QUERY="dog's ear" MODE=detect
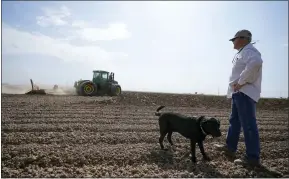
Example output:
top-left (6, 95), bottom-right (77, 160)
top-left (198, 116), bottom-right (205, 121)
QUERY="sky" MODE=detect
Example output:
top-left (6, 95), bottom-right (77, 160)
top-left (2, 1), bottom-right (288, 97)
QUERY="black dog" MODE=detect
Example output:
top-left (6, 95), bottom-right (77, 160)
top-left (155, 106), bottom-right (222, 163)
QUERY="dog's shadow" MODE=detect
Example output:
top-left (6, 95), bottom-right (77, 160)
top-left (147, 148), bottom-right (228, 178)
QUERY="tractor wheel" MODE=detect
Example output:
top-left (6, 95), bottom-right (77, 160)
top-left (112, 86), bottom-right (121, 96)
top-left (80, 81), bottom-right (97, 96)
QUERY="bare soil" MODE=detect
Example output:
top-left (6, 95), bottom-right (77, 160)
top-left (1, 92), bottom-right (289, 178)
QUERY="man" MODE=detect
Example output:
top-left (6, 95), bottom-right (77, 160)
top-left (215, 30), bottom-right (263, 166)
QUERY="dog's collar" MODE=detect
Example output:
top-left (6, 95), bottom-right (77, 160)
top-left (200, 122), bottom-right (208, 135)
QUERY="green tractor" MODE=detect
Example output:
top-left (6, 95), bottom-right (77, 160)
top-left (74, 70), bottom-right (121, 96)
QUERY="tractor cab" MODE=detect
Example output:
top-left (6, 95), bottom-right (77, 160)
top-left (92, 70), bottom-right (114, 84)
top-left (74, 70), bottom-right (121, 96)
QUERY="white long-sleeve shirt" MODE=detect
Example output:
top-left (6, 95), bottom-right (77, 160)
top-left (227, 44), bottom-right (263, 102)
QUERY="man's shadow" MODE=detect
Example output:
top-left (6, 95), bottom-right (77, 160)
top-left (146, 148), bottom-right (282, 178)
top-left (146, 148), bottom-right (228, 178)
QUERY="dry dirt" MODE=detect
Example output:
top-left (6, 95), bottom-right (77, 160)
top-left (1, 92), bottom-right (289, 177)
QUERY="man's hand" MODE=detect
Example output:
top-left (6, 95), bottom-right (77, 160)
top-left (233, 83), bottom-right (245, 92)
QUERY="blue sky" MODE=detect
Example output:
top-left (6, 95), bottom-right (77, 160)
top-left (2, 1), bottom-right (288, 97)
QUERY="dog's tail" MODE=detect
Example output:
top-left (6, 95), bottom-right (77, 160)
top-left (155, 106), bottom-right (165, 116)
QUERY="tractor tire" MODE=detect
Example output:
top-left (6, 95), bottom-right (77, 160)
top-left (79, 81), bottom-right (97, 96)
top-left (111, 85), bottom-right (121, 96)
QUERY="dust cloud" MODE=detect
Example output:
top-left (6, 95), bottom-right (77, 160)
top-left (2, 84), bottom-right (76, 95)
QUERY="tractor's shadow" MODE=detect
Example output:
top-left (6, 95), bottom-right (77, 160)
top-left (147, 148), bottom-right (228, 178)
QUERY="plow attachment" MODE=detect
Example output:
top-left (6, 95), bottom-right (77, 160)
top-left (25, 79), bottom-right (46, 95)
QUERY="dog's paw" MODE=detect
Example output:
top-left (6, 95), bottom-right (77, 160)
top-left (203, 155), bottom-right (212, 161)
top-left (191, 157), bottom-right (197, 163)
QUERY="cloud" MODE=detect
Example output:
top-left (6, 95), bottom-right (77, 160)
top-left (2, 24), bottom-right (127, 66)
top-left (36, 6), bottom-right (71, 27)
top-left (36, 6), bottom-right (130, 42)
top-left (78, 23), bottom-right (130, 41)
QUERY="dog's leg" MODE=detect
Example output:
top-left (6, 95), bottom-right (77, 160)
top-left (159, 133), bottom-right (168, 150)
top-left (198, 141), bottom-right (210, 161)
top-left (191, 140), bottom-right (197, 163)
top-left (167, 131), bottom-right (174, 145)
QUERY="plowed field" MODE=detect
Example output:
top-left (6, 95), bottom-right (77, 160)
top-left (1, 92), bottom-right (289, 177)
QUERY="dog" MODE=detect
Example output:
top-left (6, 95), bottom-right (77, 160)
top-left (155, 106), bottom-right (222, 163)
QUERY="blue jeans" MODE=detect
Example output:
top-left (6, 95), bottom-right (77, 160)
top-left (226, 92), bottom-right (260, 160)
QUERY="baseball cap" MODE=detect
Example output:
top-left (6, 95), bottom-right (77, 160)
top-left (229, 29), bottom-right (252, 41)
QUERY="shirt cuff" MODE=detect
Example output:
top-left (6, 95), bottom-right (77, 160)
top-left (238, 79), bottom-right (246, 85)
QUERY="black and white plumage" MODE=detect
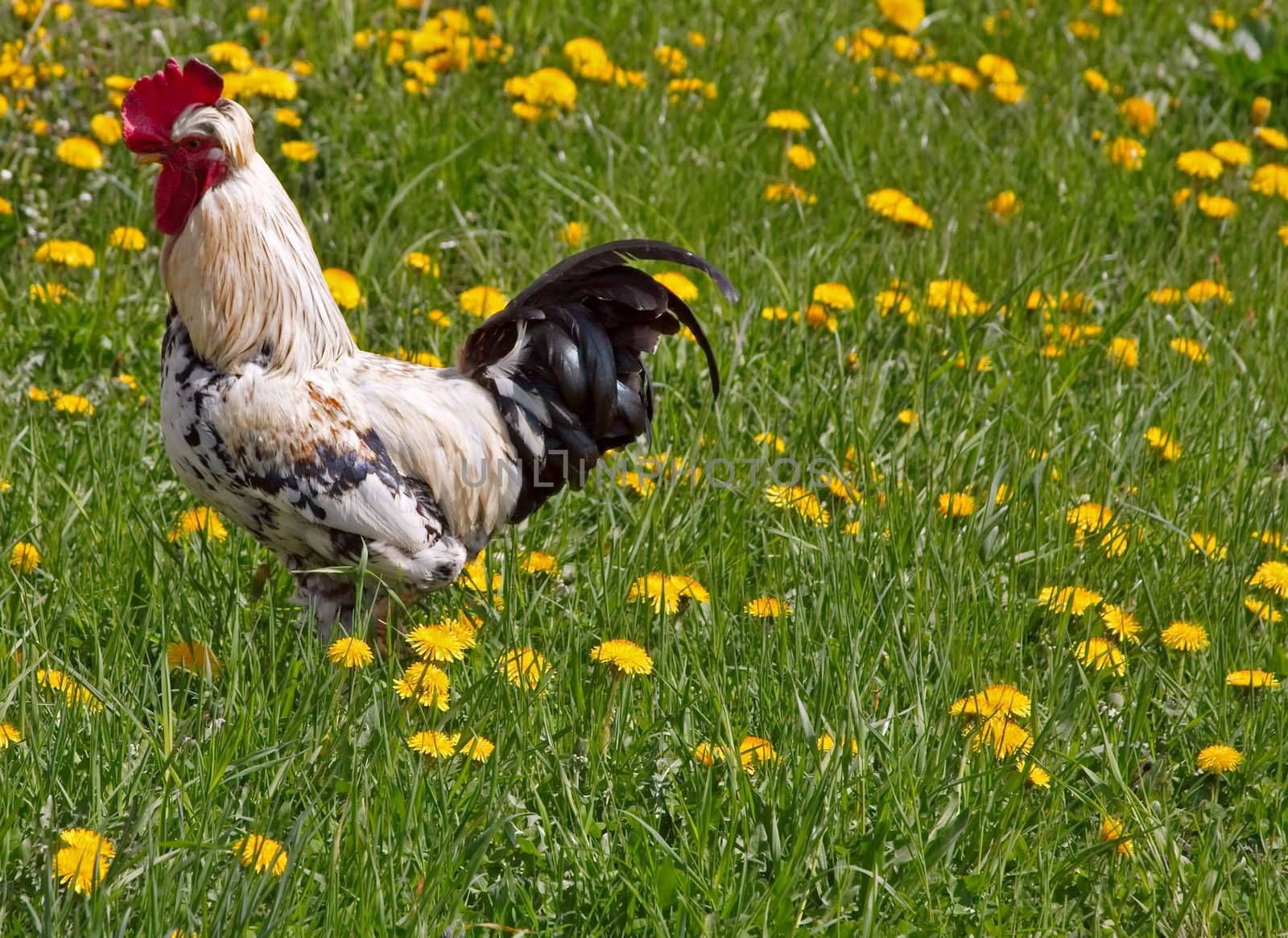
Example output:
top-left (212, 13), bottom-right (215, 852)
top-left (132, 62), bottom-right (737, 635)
◇ ◇ ◇ ◇ ◇
▸ **What is required**: Copy out every one of the entries above, swapping "Example output" for "Sample output" wherever it appears and keeping everything else the same. Leave the pictures out.

▸ **Response below**:
QUERY="dog's ear" MODE=detect
Sample output:
top-left (6, 95), bottom-right (77, 160)
top-left (198, 116), bottom-right (205, 121)
QUERY="sky" MODE=detect
Sample output:
top-left (6, 95), bottom-right (77, 160)
top-left (2, 1), bottom-right (288, 97)
QUERY="black dog" MODE=detect
Sample output:
top-left (6, 95), bottom-right (77, 160)
top-left (155, 106), bottom-right (222, 163)
QUERY="dog's shadow" MODE=detect
Sample output:
top-left (6, 95), bottom-right (77, 160)
top-left (147, 148), bottom-right (228, 178)
QUERY="tractor wheel" MODE=detect
Sample output:
top-left (6, 95), bottom-right (77, 160)
top-left (112, 86), bottom-right (121, 96)
top-left (80, 81), bottom-right (97, 96)
QUERY="bare soil" MODE=detect
Sample output:
top-left (6, 95), bottom-right (77, 160)
top-left (1, 92), bottom-right (289, 178)
QUERY="man" MODE=detect
Sample output:
top-left (6, 95), bottom-right (77, 160)
top-left (215, 30), bottom-right (263, 166)
QUERY="dog's collar" MODE=detect
Sample output:
top-left (6, 95), bottom-right (77, 160)
top-left (200, 122), bottom-right (208, 135)
QUERY="green tractor" MODE=detect
Sample output:
top-left (6, 95), bottom-right (77, 160)
top-left (74, 70), bottom-right (121, 96)
QUERY="tractor cab" MODE=detect
Sample output:
top-left (6, 95), bottom-right (77, 160)
top-left (92, 70), bottom-right (114, 84)
top-left (74, 70), bottom-right (121, 96)
QUERY="white long-sleeve shirt" MODE=detect
Sample output:
top-left (6, 95), bottom-right (77, 160)
top-left (227, 44), bottom-right (263, 102)
QUERY="man's shadow" MODE=detect
Sample output:
top-left (6, 95), bottom-right (77, 160)
top-left (146, 148), bottom-right (282, 178)
top-left (146, 148), bottom-right (228, 178)
QUERY="dry dirt" MODE=detect
Sample output:
top-left (6, 95), bottom-right (77, 160)
top-left (1, 92), bottom-right (289, 177)
QUERY="man's hand" MODE=detect
Sample output:
top-left (6, 95), bottom-right (77, 160)
top-left (233, 83), bottom-right (245, 92)
QUERY="blue sky" MODE=detect
Sample output:
top-left (6, 95), bottom-right (77, 160)
top-left (2, 1), bottom-right (288, 97)
QUERY="dog's tail" MODE=detect
Sample output:
top-left (6, 95), bottom-right (77, 160)
top-left (155, 106), bottom-right (165, 116)
QUERY="tractor tire" MODE=detect
Sample output:
top-left (6, 95), bottom-right (77, 160)
top-left (79, 81), bottom-right (97, 96)
top-left (111, 85), bottom-right (121, 96)
QUERY="dust cloud" MODE=detect
Sample output:
top-left (6, 95), bottom-right (77, 160)
top-left (2, 84), bottom-right (76, 95)
QUERY="tractor's shadow" MODE=detect
Sample output:
top-left (6, 95), bottom-right (77, 160)
top-left (147, 148), bottom-right (228, 178)
QUERY="plow attachment" MODE=detect
Sample output:
top-left (6, 95), bottom-right (77, 160)
top-left (25, 79), bottom-right (46, 95)
QUERY="dog's paw" MODE=detect
Sample output:
top-left (6, 95), bottom-right (77, 160)
top-left (203, 155), bottom-right (212, 161)
top-left (191, 157), bottom-right (197, 163)
QUERY="cloud" MODE=detect
Sample output:
top-left (6, 95), bottom-right (77, 160)
top-left (2, 24), bottom-right (127, 66)
top-left (36, 6), bottom-right (71, 27)
top-left (36, 6), bottom-right (130, 42)
top-left (78, 23), bottom-right (130, 41)
QUERY="dog's leg" MODE=detect
Sample output:
top-left (6, 95), bottom-right (77, 160)
top-left (159, 133), bottom-right (168, 150)
top-left (198, 141), bottom-right (210, 161)
top-left (191, 140), bottom-right (197, 163)
top-left (167, 131), bottom-right (174, 145)
QUERY="plowed field" MODE=detect
Sample output:
top-left (6, 95), bottom-right (77, 160)
top-left (1, 92), bottom-right (289, 177)
QUERY="dog" MODE=detect
Sample output:
top-left (6, 95), bottom-right (77, 160)
top-left (155, 106), bottom-right (222, 163)
QUERY="blue jeans" MODE=detect
Sample output:
top-left (6, 95), bottom-right (77, 160)
top-left (226, 92), bottom-right (260, 160)
QUERY="baseball cap" MODE=detect
Sample output:
top-left (6, 95), bottom-right (77, 160)
top-left (229, 29), bottom-right (252, 41)
QUERY="shirt cuff" MODE=detect
Sample output:
top-left (6, 95), bottom-right (77, 160)
top-left (238, 79), bottom-right (246, 85)
QUERY="black and white plumage" MODE=detect
Sample output:
top-left (212, 13), bottom-right (215, 852)
top-left (132, 62), bottom-right (737, 635)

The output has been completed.